:: Task details ::
Across the three blocks below, how many lines contain the word "grey"? Reply with the number alone.

:: Listing ::
┄┄┄┄┄┄

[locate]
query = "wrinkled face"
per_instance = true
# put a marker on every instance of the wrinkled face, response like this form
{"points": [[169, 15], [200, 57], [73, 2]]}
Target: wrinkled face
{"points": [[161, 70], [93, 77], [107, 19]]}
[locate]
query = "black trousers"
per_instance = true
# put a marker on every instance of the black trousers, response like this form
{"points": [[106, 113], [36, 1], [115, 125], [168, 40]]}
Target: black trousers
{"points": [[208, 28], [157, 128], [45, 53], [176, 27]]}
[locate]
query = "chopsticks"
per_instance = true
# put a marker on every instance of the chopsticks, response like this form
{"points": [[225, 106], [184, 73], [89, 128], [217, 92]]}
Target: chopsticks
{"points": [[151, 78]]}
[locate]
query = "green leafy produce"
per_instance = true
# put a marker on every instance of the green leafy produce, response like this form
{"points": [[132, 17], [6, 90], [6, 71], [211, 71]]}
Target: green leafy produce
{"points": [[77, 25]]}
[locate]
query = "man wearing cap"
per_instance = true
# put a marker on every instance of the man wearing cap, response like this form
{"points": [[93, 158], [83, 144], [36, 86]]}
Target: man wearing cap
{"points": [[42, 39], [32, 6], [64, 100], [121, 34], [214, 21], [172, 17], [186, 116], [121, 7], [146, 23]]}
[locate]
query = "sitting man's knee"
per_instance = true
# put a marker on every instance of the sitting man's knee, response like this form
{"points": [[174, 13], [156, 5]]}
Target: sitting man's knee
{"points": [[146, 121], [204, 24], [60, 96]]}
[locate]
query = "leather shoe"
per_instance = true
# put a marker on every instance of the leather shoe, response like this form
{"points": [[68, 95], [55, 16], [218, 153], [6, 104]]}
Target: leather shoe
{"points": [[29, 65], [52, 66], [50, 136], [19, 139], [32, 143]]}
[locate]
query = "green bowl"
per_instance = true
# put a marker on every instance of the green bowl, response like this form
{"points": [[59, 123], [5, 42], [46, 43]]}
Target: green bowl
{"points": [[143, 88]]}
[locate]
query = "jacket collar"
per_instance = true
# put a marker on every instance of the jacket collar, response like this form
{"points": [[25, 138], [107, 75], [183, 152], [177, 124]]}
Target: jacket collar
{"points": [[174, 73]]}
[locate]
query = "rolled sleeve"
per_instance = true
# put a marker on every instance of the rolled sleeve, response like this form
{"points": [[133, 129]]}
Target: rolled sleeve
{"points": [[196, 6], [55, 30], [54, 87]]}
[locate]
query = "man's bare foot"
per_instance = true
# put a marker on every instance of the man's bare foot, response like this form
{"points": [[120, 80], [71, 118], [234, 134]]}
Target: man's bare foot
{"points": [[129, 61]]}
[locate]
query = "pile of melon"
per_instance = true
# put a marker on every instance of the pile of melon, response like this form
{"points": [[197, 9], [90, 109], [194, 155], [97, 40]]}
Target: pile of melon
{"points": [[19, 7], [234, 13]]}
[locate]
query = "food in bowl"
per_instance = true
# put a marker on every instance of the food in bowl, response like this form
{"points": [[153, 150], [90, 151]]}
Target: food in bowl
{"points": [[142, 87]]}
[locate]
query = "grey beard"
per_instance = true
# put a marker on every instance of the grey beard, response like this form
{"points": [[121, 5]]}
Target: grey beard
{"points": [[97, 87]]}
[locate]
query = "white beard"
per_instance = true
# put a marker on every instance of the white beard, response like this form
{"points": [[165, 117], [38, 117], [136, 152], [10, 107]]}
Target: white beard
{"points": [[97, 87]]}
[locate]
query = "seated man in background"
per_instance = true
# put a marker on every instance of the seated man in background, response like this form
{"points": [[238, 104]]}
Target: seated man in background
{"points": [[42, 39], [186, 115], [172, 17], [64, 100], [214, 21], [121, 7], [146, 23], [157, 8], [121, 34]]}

┄┄┄┄┄┄

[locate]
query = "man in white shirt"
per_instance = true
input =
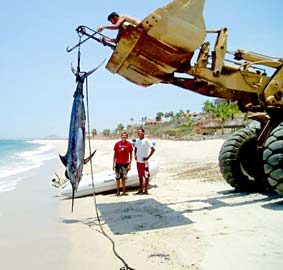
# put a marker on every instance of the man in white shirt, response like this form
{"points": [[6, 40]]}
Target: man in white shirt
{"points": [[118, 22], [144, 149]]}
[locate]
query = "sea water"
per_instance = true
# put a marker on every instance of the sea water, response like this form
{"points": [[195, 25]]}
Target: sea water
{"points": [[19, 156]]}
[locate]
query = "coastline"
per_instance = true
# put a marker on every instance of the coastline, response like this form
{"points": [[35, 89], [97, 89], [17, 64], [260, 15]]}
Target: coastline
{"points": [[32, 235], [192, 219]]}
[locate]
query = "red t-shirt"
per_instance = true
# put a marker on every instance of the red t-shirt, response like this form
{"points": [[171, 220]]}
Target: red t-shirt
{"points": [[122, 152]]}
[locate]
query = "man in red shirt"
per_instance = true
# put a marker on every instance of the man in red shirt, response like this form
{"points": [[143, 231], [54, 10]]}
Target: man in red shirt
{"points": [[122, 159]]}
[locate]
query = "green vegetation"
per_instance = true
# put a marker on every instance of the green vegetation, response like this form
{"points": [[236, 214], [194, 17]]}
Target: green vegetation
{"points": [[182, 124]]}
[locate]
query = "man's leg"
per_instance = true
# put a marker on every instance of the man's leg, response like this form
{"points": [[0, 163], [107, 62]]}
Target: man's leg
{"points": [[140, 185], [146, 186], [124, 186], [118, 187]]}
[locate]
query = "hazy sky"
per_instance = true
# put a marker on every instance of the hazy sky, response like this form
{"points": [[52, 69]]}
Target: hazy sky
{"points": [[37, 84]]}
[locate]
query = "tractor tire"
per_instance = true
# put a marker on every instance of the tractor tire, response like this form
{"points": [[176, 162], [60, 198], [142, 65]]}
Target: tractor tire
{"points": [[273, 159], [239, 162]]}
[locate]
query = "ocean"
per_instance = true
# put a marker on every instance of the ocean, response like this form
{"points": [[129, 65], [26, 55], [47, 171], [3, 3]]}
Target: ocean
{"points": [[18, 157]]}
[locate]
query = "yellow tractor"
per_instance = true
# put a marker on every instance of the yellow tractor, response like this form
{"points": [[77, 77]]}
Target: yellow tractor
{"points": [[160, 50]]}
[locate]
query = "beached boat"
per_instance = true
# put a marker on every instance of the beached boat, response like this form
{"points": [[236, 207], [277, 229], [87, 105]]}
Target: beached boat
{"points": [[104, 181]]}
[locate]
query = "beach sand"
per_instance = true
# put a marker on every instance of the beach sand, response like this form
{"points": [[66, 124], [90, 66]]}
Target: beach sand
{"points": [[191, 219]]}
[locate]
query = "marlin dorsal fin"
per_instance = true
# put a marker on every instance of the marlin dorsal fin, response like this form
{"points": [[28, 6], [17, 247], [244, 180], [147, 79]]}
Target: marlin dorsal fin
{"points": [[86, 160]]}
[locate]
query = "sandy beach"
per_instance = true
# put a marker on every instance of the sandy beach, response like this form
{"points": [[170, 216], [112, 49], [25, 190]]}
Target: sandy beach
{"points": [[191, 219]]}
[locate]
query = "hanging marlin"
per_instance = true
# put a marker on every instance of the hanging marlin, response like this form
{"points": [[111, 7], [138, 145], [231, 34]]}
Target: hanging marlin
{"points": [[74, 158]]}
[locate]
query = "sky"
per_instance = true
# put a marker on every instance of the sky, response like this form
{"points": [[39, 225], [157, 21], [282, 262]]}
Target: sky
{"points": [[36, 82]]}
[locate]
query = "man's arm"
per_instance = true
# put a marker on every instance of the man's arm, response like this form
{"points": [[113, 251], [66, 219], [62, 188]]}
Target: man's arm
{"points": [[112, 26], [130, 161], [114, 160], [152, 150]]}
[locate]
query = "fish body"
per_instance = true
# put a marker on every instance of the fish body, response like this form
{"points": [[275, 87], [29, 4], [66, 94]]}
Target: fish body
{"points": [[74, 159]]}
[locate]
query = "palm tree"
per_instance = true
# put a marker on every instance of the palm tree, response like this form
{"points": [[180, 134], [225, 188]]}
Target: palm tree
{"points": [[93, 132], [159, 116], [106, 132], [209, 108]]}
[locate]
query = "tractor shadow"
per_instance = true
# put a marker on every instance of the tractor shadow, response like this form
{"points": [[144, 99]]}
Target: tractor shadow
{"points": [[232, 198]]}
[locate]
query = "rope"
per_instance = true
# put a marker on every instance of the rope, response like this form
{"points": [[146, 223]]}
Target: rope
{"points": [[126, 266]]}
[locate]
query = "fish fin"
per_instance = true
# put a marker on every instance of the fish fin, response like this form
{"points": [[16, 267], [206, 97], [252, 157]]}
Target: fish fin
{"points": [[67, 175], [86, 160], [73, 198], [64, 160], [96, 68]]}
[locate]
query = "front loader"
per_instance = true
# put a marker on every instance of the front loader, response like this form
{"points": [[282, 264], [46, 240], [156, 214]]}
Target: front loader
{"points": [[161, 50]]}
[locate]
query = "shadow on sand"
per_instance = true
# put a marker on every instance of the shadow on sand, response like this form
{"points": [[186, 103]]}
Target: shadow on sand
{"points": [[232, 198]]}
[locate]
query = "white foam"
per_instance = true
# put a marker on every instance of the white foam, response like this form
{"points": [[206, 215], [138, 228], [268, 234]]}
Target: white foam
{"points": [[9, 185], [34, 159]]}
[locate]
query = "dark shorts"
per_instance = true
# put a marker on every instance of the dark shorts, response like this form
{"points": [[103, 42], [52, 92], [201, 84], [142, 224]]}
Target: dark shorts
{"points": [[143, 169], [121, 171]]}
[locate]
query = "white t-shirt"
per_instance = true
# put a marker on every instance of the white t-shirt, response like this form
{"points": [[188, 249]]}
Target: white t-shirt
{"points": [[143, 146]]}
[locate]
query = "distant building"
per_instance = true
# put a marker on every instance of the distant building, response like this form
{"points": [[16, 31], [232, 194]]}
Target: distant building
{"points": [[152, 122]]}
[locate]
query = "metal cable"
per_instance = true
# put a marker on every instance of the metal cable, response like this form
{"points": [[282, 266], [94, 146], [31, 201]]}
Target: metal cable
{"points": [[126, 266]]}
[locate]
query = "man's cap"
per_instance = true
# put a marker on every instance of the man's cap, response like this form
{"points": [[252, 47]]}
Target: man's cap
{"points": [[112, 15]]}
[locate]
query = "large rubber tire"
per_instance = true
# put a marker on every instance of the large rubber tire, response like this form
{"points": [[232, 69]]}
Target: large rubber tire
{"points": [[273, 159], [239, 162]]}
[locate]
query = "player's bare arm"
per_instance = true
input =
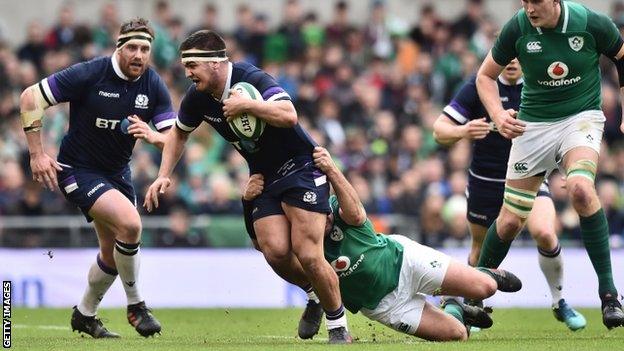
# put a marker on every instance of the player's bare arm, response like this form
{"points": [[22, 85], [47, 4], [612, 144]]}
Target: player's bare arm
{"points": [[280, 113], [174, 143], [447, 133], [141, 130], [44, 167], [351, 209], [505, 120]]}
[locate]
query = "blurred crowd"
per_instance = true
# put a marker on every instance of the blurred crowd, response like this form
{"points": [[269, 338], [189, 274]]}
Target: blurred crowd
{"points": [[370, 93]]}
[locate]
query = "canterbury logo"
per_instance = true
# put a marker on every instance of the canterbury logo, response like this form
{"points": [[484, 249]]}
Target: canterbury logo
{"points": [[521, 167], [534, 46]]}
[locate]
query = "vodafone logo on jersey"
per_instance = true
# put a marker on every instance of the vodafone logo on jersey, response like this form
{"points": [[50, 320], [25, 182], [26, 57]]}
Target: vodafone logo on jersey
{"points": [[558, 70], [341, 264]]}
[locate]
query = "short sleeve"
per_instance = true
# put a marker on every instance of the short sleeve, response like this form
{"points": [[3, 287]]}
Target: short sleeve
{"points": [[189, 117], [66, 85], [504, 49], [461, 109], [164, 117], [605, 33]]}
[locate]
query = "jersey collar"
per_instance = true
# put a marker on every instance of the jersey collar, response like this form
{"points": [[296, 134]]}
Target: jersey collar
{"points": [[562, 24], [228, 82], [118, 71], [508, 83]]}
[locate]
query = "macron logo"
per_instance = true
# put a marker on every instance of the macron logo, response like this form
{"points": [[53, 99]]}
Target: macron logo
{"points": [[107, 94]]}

┄┄┄┄┄┄

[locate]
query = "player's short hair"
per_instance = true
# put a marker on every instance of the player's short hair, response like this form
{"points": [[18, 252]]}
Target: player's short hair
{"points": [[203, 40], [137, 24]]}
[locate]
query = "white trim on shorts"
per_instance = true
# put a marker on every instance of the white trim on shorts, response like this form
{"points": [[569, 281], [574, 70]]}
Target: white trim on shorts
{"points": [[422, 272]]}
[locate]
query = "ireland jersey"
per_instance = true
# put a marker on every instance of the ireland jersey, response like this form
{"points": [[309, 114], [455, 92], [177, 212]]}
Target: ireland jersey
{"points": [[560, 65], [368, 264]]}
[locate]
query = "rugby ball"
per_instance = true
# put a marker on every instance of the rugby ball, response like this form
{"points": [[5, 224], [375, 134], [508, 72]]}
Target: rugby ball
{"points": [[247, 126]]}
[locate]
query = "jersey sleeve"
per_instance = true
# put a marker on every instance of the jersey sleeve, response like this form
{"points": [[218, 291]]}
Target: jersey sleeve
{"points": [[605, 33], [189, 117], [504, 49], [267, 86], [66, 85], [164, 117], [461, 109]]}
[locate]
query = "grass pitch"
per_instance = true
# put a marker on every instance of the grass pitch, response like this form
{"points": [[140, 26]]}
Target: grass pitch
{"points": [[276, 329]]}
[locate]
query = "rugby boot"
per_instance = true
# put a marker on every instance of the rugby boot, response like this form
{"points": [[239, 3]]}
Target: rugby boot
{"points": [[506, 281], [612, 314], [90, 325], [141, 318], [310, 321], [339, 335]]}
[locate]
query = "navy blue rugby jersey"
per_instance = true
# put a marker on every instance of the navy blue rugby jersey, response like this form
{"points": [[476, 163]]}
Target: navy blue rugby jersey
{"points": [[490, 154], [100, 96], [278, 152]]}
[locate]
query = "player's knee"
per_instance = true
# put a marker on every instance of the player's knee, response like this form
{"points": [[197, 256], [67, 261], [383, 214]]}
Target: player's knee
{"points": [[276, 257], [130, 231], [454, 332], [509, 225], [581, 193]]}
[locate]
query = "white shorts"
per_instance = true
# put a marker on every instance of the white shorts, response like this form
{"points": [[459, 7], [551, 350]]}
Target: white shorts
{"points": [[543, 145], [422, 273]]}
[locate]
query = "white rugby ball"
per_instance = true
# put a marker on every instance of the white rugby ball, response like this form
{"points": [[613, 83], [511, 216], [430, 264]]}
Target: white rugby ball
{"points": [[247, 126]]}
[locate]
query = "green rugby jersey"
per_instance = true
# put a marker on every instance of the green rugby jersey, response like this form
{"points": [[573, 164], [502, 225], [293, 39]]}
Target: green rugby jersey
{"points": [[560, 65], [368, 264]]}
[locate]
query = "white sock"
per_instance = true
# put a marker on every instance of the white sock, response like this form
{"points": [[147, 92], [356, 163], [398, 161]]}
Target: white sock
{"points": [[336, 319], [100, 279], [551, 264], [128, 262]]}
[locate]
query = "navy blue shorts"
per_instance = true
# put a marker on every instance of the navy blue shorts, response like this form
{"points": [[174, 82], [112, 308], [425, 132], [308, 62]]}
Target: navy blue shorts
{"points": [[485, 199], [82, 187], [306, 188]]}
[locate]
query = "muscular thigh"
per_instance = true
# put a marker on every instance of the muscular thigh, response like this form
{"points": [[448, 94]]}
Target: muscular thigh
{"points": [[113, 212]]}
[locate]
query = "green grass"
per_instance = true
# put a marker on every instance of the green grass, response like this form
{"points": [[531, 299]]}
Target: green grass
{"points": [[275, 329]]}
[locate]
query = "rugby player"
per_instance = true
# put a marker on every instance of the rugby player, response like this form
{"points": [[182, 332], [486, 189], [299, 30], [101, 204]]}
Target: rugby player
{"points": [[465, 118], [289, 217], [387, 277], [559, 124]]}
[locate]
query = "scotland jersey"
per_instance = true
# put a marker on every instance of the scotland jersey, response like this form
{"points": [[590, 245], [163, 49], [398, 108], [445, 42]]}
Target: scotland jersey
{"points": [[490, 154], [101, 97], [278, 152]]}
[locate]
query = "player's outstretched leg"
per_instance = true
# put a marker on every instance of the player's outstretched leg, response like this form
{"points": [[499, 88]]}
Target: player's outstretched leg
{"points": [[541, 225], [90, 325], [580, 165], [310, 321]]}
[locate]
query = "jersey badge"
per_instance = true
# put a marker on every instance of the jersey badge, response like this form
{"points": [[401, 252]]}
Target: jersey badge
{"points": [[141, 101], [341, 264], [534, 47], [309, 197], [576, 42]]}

┄┄┄┄┄┄

:: Task output ::
3